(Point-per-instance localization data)

┌──

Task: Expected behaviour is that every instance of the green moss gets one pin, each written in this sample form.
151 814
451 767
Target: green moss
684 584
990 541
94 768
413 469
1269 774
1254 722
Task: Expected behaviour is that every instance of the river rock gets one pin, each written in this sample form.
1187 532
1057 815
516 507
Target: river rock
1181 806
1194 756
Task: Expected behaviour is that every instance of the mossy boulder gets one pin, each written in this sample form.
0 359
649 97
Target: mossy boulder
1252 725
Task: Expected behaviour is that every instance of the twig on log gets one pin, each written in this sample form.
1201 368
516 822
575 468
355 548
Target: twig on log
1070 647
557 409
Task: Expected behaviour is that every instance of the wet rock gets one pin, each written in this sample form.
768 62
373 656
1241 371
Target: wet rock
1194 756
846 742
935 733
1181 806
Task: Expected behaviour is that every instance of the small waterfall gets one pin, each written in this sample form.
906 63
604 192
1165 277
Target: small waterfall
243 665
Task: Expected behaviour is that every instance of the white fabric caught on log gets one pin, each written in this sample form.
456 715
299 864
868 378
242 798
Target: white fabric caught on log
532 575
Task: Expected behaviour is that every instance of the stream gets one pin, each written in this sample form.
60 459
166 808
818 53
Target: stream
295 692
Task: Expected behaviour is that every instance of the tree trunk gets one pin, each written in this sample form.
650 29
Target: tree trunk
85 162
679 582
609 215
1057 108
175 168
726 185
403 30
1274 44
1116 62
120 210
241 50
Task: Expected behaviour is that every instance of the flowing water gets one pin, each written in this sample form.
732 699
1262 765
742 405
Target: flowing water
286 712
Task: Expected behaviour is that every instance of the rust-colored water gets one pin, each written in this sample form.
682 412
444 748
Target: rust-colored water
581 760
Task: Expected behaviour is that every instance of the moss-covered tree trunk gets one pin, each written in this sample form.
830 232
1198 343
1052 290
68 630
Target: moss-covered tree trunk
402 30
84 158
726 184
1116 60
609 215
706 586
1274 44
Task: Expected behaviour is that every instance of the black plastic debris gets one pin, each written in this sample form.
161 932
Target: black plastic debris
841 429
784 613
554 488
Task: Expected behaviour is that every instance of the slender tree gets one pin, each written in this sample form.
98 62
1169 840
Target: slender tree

└──

Check each line of the data above for the word "slender", then state how many lines have it. Give the number alone.

WRITTEN SOLUTION — 2